• **What you have to do**: Reproduce each of the following entries line for line, without altering anything.

:: Dataset content ::

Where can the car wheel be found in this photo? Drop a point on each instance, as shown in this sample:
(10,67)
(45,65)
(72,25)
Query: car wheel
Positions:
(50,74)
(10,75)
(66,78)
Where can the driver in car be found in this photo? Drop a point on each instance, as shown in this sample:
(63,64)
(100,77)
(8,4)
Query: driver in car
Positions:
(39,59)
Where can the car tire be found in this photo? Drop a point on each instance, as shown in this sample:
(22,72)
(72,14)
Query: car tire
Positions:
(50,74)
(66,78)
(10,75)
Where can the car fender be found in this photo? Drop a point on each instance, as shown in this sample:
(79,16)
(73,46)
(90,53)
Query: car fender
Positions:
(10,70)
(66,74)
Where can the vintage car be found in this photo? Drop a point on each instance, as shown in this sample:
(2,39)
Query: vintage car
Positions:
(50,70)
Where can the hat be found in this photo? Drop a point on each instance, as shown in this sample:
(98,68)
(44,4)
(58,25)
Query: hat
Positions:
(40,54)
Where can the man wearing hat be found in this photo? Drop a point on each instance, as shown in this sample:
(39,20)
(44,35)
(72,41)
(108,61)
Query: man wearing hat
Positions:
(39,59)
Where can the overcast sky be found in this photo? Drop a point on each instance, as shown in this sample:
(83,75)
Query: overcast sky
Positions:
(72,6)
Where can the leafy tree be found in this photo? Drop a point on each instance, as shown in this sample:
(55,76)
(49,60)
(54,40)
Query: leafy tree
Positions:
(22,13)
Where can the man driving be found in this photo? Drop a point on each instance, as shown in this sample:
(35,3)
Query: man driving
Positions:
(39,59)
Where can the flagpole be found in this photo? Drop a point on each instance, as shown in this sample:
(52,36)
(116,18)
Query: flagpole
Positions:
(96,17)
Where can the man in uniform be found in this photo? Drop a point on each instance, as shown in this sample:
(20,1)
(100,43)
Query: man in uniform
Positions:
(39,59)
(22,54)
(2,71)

:::

• **Written solution**:
Where can the car wheel be found in this photo? Drop a point on each instance, as shown in this sample:
(10,67)
(45,65)
(72,25)
Query: car wheel
Positions:
(50,74)
(10,75)
(66,78)
Where can the driver in car be found in this photo? Drop a point on each instance, as shown in this sample:
(63,64)
(100,77)
(8,4)
Query: driver in car
Positions:
(39,59)
Where can the car tire be found in this photo? Drop a point on each instance, as shown in this sample:
(22,72)
(72,14)
Query: car tire
Positions:
(50,74)
(66,78)
(10,75)
Where can the car fender be found in this photo? Drop a point on each instance, as shown in this sample:
(79,16)
(73,46)
(90,53)
Query: car fender
Positions:
(10,70)
(66,74)
Where can the vintage car be found in this photo? Drop a point on each instance, as shown in this sample:
(2,39)
Query: vintage car
Positions:
(50,70)
Where can the hat be found in this photo? Drop a point on each instance, as shown in this sample:
(98,68)
(44,4)
(58,25)
Query: hat
Positions:
(40,54)
Where can the man wearing hat be found in this photo? Drop a point on each instance, as shown in this sample:
(39,20)
(44,35)
(72,41)
(108,61)
Query: man wearing hat
Positions:
(39,59)
Where can the overcast sky be found in this photo? Drop a point on each instance, as shown in this sample:
(83,75)
Query: overcast sky
Positions:
(72,6)
Where can the leafy tree be found in this photo? Drop a point on each instance, as shown in this sample:
(55,76)
(49,60)
(54,40)
Query: leafy tree
Positions:
(22,13)
Where can the man driving be found in this photo? Drop a point on each instance, as shown in this sample:
(35,3)
Query: man driving
Positions:
(39,59)
Where can the flagpole be found in this photo? Drop a point on each instance, as shown in this sample:
(52,36)
(116,18)
Query: flagpole
Positions:
(96,17)
Where can the man in uniform be found in this photo? Drop a point on each instance, as shown in this sample:
(20,1)
(100,43)
Query: man in uniform
Positions:
(39,59)
(22,54)
(2,71)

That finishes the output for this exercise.